> [BRANO DEL DOCUMENTO]:
※

All’alba del 13 giugno torna il Papa Re. Papa Ratzinger. Anzi, Papa Ruini, il grande vincitore della partita, il Padrone d’Italia, l’uomo che ora darà lecarte per il grande scontro del Duemilasei.

Sotto le macerie, Gianfranco Fini. Ha portato a votare la moglie Daniela, ma è l’unica che gli ha dato retta. Tutti gli altri elettori di An sono andati al mare. Già nelle prossime ore Gianfry potrebbe lasciare la guida di An, dopo essere stato sbeffeggiato perfino dai ragazzini di Azione giovani che si sono mandati un sms: “Abbiamo vinto contro Fini”. Circolano già i nomi dei successori: il ministro Gianni Alemanno o il sottosegretario Alfredo Mantovano, finiano deluso.

Sotto le macerie, Piero Fassino. Il segretario Ds si è speso con il consueto impegno, si è sbattuto in tutta
Italia. Sognava di capeggiare il fronte laico, o almeno il 40 per cento, ma perfino le regioni rosse hanno preferito disertare. Addio al sogno di diventare lo Zapatero italiano.

Massimo D’Alema è stato più prudente. Comizi ridotti al minimo, poche interviste, qualche dubbio sulla fecondazione eterologa. Ma non è sfuggita la battuta in cui il presidente Ds annunciava di essere intenzionato a disdire l’otto per mille per la Chiesa cattolica. Addio al Quirinale: impossibile scalare il Colle senza l’appoggio ecclesiastico.

Sotto le macerie, soprattutto, Romano Prodi. Ha perso su due fronti. I laici sono infuriati con lui perché non ha detto come votava. I cattolici perché è andato a votare. Addio palazzo Chigi?

Il grande vincitore è Francesco Rutelli. Voleva una grande vittoria a guida dell’armata bianca e l’ha ottenuta in asse con Ruini. L’anti-Zapatero prediletto dalle gerarchie vaticane.

Vincitore Pierferdinando Casini. La concorrenza di Fini non esiste più, per la successione di Berlusconi c’è solo lui.

Vincitore Berlusconi. Si è tappato la bocca per sei mesi, si è concesso una vittoria contro la sinistra che cancella il disastro delle elezioni regionali senza muovere un dito. La partita del 2006 è riaperta.

Vincitore Giuliano Ferrara. Il suo Foglio è alla terza vittoria consecutiva: rielezione di Bush, elezione di papa Ratzinger, frana referendaria. Manca solo la beatificazione.

A essere sbarrate come le finestre della sdegnosa aristocrazia nera oggi sono le prime pagine dei maggiori quotidiani italiani. Ancora ieri erano usciti a reti unificate per il Sì: Eugenio Scalfari su Repubblica, Enzo Biagi sul Corriere, Barbara Spinelli sulla Stampa. Oggi, brutto risveglio. Lo stesso che due settimane fa ha travolto i giornali francesi, tutti favorevoli al Sì alla Costituzione europea, tutti clamorosamente smentiti dai loro lettori.

※

> [QUESITI E COMPITI]:
(1) Nel brano su vincitori e sconfitti del voto, quali nomi circolano come possibili successori di Fini alla guida di An?
(2) Riprendi il brano su vincitori e sconfitti del voto e prosegui dopo la sua ultima frase.

> [DATI GREZZI]:

※

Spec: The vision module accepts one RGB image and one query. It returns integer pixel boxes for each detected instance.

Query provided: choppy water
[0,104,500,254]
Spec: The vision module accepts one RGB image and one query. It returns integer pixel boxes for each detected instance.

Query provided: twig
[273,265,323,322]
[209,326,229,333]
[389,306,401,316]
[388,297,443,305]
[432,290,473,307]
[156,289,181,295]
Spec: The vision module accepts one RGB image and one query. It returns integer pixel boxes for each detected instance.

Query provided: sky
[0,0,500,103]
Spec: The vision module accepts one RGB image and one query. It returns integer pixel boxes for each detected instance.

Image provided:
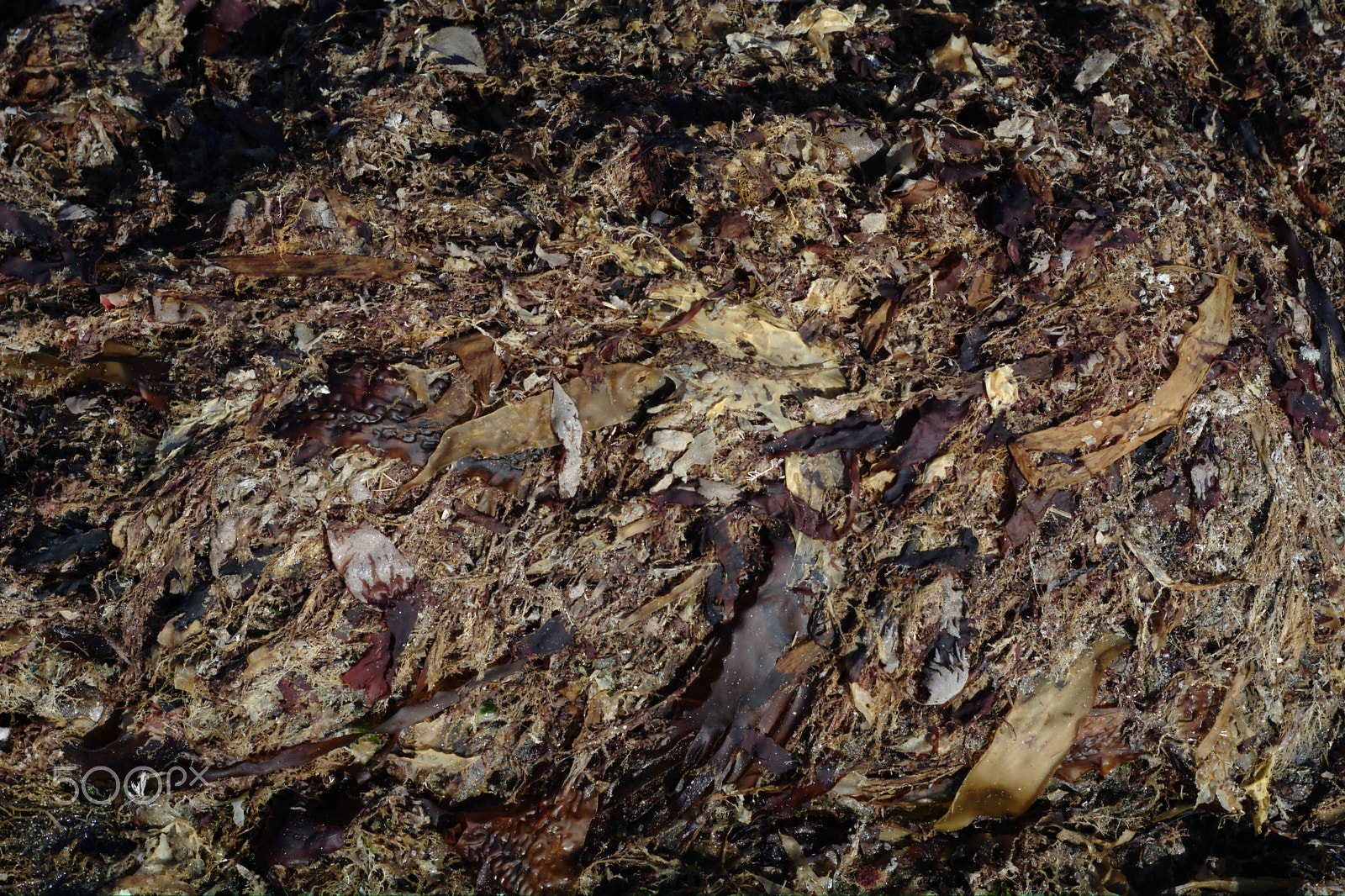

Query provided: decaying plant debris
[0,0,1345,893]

※

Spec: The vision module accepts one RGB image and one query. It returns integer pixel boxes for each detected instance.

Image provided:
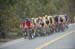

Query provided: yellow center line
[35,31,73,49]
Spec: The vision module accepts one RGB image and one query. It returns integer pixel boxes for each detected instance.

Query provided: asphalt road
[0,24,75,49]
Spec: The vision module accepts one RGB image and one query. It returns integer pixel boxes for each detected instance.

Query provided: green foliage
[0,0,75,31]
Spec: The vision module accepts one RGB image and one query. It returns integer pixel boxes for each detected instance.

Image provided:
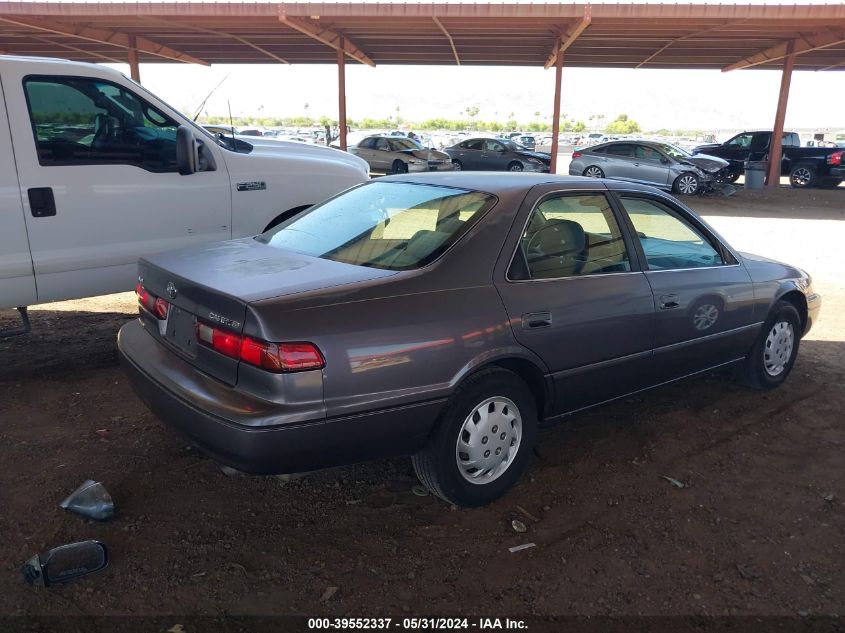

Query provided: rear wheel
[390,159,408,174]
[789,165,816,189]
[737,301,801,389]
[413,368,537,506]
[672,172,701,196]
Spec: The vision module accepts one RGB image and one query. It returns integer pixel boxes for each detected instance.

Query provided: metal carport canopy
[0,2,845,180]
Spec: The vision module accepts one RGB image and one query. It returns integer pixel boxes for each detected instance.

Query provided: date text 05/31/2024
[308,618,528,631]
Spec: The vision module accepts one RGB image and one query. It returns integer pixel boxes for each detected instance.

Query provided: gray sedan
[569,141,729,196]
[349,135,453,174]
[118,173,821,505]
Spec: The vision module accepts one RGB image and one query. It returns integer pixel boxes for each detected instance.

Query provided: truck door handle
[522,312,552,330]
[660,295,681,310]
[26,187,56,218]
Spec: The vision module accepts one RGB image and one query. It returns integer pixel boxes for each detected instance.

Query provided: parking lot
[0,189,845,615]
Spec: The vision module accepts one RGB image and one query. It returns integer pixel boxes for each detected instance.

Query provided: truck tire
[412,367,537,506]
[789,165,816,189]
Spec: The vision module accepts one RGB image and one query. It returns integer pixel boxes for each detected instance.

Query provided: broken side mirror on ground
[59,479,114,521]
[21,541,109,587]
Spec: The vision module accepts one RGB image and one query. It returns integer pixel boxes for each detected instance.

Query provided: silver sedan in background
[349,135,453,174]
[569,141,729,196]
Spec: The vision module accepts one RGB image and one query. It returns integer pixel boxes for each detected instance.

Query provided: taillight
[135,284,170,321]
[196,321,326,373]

※

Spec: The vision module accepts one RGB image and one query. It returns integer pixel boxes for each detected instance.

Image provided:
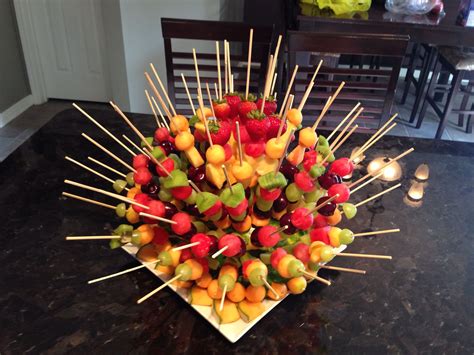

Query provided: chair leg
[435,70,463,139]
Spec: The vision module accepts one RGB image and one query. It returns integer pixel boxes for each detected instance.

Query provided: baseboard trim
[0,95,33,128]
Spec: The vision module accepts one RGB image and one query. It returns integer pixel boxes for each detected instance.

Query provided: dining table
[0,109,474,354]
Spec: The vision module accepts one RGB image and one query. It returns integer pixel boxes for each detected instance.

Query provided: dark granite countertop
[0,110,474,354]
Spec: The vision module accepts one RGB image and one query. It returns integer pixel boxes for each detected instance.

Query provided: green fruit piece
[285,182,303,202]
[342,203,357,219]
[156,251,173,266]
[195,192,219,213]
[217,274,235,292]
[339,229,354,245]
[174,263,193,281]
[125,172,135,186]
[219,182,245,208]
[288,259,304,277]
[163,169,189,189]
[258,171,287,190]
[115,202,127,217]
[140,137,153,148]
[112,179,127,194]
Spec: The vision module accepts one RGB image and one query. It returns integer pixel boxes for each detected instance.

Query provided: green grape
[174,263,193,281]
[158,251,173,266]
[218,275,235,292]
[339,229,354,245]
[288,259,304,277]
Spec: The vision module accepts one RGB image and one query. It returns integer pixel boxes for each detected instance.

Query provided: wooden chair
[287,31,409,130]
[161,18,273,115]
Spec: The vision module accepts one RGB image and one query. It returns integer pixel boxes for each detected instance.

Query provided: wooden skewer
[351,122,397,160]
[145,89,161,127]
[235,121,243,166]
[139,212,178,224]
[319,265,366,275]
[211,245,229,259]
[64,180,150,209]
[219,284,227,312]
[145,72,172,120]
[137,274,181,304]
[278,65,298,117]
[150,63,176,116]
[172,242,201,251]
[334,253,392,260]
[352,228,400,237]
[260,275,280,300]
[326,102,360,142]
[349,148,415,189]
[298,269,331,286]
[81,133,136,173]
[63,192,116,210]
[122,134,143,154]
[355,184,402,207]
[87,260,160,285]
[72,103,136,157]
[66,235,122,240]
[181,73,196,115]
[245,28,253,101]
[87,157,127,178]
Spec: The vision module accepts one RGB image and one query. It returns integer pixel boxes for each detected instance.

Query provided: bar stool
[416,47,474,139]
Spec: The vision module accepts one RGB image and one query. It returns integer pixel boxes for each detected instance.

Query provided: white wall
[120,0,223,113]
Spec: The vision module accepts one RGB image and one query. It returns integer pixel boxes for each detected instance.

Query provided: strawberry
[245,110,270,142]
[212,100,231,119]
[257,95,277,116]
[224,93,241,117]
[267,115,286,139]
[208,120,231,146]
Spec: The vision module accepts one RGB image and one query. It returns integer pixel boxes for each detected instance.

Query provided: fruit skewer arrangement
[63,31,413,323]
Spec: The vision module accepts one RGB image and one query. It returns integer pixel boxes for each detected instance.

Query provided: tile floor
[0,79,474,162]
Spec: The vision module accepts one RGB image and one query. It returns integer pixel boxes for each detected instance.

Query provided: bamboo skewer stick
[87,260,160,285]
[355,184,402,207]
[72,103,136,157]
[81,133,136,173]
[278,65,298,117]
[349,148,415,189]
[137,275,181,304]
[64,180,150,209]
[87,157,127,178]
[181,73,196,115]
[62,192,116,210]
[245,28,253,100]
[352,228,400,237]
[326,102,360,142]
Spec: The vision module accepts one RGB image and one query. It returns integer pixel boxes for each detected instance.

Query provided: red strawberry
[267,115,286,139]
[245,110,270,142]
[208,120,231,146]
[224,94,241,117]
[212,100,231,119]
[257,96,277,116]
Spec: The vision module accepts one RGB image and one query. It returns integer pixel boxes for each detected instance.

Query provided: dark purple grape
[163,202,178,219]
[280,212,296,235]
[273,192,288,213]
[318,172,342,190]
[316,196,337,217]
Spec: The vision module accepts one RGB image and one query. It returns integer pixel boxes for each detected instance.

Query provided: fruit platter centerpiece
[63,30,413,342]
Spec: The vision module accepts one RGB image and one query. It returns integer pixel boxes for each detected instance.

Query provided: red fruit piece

※

> [RISPOSTE ATTESE]:
(1) Il ministro Gianni Alemanno o il sottosegretario Alfredo Mantovano.

(2)
Questa mattina, sulla prima pagina del Corriere, per la prima volta dopo mesi, sono tornati Massimo Franco e Giuseppe De Rita: il primo è il notista politico del cardinale Camillo Ruini, il secondo un cattolicone doc. I due si sono presi la rivincita, spiegando con cattolica perfidia perché l’Italia del Sì ha perso. I loro articoli di oggi sono un feroce attacco dall’interno alla linea editoriale del giornale diretto da Paolo Mieli.

Leggere Massimo Franco: “Il vero scacco del fronte referendario è stato immaginare un’Italia reale che esiste solo nella nostalgia degli anni Settanta e Ottanta. E’ inevitabile intercettare e comprendere questo Paese, per evitare le smentite brucianti della realtà”. Si riferisce, per caso, alle decine di ricostruzioni dedicate dal Corriere a Circeo, Primavalle e dintorni?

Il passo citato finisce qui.